Task directions :: Find "the wood grain" in the data below; transcribe the line it appears on and each line after it, exactly, to the end, and nothing else.

Collected data entries
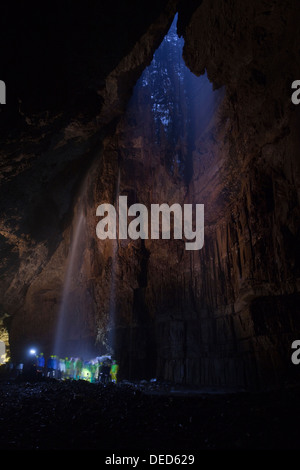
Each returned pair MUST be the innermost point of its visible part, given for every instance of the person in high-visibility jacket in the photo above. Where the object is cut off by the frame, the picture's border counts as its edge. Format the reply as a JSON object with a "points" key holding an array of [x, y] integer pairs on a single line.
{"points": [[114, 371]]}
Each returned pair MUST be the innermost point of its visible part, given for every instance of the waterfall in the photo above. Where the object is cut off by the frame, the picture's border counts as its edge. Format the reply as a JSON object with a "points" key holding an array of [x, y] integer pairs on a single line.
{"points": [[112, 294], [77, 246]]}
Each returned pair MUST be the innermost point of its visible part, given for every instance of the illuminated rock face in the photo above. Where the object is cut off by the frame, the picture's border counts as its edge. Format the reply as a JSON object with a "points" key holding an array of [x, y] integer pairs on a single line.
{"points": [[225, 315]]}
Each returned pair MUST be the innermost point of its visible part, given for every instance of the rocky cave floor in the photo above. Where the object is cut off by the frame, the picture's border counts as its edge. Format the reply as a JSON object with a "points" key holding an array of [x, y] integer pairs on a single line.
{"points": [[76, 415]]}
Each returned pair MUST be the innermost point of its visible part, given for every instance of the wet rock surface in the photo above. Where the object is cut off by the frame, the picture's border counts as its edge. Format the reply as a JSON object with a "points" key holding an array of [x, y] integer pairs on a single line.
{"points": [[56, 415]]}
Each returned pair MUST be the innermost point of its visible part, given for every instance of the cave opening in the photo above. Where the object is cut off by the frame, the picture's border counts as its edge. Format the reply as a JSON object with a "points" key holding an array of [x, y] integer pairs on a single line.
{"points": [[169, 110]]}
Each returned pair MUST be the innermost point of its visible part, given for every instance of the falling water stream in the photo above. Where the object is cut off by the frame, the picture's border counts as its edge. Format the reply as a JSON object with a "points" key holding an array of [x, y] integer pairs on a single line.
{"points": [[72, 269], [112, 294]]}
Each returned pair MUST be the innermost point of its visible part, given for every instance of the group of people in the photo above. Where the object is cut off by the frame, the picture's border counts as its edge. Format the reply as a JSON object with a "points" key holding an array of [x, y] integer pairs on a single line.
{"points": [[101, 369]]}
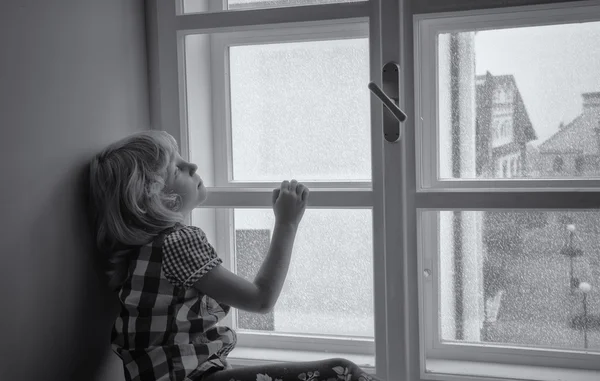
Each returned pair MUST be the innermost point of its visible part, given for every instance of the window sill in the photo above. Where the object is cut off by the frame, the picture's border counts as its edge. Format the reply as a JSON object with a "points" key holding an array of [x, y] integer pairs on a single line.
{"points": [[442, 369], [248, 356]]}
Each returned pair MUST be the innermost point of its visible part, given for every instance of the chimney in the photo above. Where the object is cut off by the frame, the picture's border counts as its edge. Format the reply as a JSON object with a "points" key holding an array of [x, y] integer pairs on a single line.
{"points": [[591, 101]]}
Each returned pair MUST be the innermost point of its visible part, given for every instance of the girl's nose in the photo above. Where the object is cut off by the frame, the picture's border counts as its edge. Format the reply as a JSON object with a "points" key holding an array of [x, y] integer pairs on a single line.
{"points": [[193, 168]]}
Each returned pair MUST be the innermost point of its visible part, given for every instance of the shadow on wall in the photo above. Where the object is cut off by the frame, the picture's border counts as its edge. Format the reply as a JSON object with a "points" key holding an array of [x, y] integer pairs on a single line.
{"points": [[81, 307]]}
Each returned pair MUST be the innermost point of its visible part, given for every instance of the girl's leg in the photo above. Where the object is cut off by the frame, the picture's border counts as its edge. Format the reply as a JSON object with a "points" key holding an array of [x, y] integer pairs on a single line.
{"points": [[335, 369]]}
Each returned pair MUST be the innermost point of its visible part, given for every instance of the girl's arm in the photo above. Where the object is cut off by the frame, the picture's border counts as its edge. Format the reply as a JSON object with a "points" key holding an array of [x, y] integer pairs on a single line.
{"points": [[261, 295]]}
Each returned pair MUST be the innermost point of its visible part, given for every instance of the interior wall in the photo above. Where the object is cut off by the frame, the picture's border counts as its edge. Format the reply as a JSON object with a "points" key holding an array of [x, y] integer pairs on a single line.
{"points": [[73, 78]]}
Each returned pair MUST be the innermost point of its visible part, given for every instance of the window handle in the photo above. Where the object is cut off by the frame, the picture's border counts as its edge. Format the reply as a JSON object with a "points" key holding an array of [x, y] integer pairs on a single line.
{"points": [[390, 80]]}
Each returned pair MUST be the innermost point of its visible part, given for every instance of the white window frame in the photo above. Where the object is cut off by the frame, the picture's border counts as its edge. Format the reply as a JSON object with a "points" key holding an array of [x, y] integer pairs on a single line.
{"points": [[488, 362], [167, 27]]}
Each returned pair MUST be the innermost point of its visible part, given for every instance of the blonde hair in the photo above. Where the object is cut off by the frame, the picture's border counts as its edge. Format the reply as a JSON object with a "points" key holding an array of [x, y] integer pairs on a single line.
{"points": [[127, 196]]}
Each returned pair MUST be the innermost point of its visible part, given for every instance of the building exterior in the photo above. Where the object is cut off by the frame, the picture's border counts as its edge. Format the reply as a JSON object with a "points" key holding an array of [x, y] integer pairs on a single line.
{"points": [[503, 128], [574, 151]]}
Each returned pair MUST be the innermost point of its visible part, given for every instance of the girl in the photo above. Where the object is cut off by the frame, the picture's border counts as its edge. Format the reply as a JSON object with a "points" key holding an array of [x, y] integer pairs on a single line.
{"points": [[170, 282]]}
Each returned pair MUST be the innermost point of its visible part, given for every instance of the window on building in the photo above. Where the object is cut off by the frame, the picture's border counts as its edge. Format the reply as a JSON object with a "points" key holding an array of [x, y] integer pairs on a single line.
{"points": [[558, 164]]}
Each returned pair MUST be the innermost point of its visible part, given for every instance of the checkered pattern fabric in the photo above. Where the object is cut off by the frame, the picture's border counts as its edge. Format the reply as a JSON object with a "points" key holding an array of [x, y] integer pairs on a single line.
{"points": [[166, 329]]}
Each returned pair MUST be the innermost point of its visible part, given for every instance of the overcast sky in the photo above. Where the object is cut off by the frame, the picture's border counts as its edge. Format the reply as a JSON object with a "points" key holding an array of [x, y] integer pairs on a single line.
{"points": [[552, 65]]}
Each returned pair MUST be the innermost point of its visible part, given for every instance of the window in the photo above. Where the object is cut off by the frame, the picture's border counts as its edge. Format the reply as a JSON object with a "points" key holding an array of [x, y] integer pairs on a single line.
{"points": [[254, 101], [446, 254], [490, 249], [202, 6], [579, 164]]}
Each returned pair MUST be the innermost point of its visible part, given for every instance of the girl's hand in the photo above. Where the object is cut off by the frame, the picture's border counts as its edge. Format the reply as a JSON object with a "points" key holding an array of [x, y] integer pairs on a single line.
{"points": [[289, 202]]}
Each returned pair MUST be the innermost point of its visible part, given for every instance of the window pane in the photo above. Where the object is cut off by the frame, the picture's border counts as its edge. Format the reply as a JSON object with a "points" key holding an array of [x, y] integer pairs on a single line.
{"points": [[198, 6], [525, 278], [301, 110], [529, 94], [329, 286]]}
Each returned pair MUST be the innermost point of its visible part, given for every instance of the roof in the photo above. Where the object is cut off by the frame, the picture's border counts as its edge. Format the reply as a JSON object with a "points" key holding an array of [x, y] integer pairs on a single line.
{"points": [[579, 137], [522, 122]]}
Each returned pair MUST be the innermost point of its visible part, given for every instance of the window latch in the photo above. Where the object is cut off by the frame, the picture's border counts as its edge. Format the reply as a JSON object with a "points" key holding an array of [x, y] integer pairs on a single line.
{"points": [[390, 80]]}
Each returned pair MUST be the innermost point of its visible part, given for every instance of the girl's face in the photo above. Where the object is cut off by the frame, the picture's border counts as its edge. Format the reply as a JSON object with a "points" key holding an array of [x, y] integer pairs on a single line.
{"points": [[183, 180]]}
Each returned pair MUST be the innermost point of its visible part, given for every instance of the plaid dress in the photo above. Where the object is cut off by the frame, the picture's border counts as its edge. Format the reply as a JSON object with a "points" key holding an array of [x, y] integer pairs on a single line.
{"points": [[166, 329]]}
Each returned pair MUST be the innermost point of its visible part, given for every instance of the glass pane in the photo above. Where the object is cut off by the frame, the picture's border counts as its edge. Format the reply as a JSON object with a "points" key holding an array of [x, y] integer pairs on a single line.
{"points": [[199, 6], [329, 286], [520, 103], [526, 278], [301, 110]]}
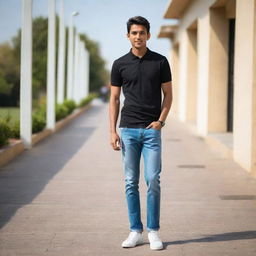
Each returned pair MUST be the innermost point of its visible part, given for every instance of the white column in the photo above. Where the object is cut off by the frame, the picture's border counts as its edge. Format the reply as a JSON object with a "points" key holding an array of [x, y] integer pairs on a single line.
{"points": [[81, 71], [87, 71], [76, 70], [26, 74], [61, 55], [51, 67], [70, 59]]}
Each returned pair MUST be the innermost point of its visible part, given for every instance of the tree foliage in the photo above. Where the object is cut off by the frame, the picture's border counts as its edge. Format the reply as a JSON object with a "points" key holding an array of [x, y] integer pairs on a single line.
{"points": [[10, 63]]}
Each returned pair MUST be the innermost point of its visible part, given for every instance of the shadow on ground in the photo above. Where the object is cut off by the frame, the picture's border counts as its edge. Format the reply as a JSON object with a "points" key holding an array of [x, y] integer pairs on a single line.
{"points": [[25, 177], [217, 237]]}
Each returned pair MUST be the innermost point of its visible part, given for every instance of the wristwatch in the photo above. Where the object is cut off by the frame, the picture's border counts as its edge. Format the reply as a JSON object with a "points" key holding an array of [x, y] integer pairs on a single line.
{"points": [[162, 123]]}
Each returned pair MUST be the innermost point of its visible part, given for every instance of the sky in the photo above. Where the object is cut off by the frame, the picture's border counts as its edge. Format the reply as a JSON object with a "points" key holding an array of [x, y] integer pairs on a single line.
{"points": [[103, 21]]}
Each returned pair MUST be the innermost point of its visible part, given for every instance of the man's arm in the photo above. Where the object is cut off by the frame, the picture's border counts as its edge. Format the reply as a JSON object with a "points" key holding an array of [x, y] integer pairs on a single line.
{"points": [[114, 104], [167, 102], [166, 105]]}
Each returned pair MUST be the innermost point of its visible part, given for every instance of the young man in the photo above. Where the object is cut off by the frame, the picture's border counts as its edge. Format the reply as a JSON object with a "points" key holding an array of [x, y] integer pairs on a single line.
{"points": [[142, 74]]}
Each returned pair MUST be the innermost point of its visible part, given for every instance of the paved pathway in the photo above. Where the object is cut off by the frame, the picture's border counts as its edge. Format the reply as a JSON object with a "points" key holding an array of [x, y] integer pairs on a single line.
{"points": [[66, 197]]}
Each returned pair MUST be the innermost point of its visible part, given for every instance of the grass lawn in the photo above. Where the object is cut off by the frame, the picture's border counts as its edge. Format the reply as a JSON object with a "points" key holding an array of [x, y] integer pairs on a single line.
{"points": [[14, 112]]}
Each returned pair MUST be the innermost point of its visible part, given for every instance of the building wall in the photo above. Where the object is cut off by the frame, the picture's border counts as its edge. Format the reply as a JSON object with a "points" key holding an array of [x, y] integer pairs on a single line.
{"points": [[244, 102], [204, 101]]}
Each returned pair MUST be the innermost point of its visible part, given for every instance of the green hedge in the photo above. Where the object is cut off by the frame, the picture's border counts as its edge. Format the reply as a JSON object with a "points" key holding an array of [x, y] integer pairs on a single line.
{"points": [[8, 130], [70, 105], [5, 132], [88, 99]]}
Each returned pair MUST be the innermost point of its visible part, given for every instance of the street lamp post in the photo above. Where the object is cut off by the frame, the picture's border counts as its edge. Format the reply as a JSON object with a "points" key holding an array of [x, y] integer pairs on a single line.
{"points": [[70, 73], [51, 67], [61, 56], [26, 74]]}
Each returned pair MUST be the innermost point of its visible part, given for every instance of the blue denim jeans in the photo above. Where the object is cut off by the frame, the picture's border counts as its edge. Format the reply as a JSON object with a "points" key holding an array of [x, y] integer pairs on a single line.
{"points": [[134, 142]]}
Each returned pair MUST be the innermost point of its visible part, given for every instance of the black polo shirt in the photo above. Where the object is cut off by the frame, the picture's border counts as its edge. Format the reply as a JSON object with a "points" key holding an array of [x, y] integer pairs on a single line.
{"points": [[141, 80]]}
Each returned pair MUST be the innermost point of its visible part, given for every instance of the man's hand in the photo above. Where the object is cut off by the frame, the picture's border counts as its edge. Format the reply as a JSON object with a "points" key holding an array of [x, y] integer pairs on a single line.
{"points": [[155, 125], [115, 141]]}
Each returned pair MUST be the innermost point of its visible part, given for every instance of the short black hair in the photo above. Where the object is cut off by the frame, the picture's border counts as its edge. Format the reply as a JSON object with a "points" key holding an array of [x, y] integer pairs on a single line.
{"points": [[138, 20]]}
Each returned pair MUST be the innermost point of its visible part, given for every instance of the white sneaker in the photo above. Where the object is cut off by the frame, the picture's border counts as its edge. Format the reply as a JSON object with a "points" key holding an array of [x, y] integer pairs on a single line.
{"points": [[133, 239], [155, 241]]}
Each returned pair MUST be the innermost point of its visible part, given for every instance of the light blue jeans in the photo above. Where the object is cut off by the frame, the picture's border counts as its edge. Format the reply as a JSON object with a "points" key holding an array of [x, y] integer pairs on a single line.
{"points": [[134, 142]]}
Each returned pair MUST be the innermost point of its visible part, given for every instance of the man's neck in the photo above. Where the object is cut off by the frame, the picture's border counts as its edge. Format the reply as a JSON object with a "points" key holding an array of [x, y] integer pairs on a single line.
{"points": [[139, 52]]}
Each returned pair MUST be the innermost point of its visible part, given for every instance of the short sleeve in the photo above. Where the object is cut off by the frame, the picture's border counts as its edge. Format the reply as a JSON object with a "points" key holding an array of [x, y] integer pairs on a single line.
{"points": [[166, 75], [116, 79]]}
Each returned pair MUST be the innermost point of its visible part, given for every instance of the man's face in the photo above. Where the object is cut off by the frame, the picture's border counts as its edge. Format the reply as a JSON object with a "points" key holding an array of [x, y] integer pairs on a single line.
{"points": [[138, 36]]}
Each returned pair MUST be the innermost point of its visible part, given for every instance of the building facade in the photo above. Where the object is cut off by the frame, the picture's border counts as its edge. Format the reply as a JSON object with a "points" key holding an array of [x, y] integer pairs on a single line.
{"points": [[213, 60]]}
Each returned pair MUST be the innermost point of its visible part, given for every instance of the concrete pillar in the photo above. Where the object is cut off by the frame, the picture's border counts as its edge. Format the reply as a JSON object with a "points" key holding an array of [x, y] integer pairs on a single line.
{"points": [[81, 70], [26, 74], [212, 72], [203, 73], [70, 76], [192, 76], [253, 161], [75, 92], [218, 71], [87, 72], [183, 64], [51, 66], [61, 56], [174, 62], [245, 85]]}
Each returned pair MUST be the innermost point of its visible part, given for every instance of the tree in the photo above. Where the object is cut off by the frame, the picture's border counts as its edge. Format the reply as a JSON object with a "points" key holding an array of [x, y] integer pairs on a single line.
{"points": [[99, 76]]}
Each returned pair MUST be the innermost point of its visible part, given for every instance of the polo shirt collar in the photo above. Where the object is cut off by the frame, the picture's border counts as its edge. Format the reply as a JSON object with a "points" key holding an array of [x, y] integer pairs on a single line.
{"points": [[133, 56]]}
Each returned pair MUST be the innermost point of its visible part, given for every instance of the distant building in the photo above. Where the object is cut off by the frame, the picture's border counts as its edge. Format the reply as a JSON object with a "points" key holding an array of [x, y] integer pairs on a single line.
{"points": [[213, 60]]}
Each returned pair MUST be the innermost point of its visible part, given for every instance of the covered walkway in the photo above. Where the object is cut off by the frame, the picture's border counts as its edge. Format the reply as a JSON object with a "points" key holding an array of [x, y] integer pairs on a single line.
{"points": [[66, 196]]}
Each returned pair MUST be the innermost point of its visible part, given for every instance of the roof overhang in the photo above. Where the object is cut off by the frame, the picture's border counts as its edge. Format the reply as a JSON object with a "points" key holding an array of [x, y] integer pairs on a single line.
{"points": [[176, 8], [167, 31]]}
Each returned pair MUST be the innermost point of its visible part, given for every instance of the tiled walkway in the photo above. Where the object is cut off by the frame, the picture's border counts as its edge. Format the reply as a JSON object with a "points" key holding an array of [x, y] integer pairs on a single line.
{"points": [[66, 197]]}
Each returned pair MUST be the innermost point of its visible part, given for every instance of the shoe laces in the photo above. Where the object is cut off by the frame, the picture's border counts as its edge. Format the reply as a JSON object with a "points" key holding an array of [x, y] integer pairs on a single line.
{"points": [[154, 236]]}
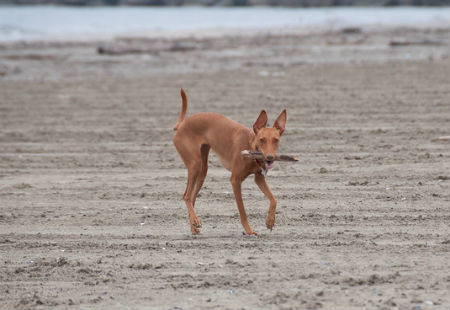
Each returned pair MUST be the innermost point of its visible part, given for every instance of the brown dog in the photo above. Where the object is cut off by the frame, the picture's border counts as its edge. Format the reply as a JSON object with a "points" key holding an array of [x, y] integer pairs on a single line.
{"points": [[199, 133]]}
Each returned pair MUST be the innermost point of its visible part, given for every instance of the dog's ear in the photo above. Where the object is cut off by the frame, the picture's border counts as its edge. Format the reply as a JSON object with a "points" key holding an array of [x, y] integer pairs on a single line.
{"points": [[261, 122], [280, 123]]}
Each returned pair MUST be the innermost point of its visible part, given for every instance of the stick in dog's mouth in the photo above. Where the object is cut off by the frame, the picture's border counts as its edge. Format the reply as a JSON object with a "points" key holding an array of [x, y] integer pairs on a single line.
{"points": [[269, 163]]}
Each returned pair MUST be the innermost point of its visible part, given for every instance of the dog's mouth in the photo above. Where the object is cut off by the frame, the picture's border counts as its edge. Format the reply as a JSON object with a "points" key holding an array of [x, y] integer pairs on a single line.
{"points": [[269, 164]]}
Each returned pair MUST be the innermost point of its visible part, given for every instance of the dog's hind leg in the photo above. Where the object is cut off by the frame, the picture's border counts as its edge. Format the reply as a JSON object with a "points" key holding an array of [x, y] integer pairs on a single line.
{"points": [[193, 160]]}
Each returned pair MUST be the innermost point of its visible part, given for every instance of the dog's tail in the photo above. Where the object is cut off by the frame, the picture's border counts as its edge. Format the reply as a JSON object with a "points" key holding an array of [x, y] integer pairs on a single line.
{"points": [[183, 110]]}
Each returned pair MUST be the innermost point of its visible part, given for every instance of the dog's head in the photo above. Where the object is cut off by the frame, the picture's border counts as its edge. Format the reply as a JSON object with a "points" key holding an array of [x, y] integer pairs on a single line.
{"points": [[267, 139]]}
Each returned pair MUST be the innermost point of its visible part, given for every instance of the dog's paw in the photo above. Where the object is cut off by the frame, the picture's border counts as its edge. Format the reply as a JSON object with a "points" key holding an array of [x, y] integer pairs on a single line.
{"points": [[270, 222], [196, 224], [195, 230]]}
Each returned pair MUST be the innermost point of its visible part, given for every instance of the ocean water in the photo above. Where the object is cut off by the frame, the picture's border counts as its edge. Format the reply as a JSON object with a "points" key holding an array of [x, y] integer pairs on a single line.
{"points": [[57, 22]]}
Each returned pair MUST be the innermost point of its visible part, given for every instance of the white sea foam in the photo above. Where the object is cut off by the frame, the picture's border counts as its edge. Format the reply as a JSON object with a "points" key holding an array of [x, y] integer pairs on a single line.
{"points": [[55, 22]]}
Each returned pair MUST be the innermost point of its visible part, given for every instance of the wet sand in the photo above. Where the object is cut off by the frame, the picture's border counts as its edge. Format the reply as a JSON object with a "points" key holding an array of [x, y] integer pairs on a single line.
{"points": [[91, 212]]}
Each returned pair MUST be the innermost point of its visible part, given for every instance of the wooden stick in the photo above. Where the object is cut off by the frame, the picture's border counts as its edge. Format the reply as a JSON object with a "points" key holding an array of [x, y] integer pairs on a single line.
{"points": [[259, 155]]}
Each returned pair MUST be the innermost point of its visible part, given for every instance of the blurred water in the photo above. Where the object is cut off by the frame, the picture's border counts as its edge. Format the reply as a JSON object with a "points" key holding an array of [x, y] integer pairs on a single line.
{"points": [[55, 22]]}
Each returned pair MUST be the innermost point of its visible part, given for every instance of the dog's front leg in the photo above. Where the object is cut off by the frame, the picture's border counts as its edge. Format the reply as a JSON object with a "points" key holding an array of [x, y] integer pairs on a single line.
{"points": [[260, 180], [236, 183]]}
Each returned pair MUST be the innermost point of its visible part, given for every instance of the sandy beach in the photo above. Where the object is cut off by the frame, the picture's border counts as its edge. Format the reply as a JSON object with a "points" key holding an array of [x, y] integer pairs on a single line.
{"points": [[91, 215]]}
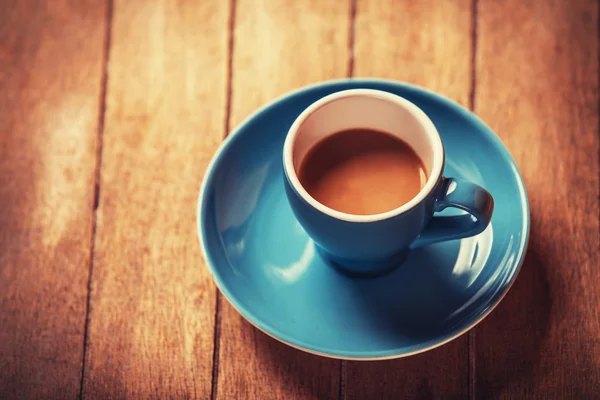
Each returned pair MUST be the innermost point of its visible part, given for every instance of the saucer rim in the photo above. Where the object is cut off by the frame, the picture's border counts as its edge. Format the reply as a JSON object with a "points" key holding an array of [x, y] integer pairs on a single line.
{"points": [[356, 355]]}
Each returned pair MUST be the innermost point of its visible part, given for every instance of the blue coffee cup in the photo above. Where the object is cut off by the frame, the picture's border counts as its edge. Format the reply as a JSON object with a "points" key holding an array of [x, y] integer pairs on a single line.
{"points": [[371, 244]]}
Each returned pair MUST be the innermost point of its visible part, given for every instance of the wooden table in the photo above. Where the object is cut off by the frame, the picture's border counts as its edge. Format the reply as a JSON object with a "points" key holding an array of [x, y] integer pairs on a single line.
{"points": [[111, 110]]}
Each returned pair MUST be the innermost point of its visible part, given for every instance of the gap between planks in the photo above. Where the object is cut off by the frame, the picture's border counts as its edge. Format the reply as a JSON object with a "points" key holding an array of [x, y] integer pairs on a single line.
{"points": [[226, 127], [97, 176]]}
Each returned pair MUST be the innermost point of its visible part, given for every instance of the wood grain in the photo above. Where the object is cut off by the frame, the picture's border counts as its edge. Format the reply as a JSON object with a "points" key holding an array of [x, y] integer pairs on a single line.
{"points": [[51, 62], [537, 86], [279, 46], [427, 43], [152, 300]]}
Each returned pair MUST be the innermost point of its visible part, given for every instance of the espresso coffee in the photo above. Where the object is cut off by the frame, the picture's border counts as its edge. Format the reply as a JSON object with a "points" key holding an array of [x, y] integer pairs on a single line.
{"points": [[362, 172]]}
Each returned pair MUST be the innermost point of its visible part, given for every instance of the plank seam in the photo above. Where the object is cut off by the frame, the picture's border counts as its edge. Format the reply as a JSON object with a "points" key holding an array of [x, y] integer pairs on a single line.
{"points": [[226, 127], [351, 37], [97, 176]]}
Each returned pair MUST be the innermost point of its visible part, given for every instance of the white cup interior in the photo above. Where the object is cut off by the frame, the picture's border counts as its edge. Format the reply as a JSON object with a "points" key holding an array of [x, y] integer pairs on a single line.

Reply to the exercise ::
Each returned pair MUST be the innermost point of its visible part, given for every instance of the wood grain in the photo above. Where the object is cut off by the frame, the picture's border counts as its edge. Format the reply as a JSON object with a "points" key holding an array of [x, y] integer pairs on a single line.
{"points": [[51, 62], [537, 86], [279, 46], [427, 43], [152, 300]]}
Each returned pair MUST be the innermost point of its visible part, given for every instance of the espresso coffee in the photo above. Where the object is cut off by the frame, the picture's border counts as its edge. Format the reply as a JSON object with a "points" key holding an array of [x, y] integer pairs on a single line.
{"points": [[362, 172]]}
Each returned pair MUST be the innermost point of its visible part, given for every instance of the plank seam in the photo above. Where the object is cut off by the frame, the picture's border counts as its edge. Format the reply as a JSON object with a "points" key holding an array of [x, y] integer pairs on a single line.
{"points": [[226, 127], [351, 37], [97, 176]]}
Each returned pair MUST be the innermost point of its visible part, given for every instance of the white cup interior in the photo above. Where the object is cut off by the frame, the picture's border counts as its edge. Format the reply as a JSON object with a "points" key holding an array of [x, y] integer pairs on a single line.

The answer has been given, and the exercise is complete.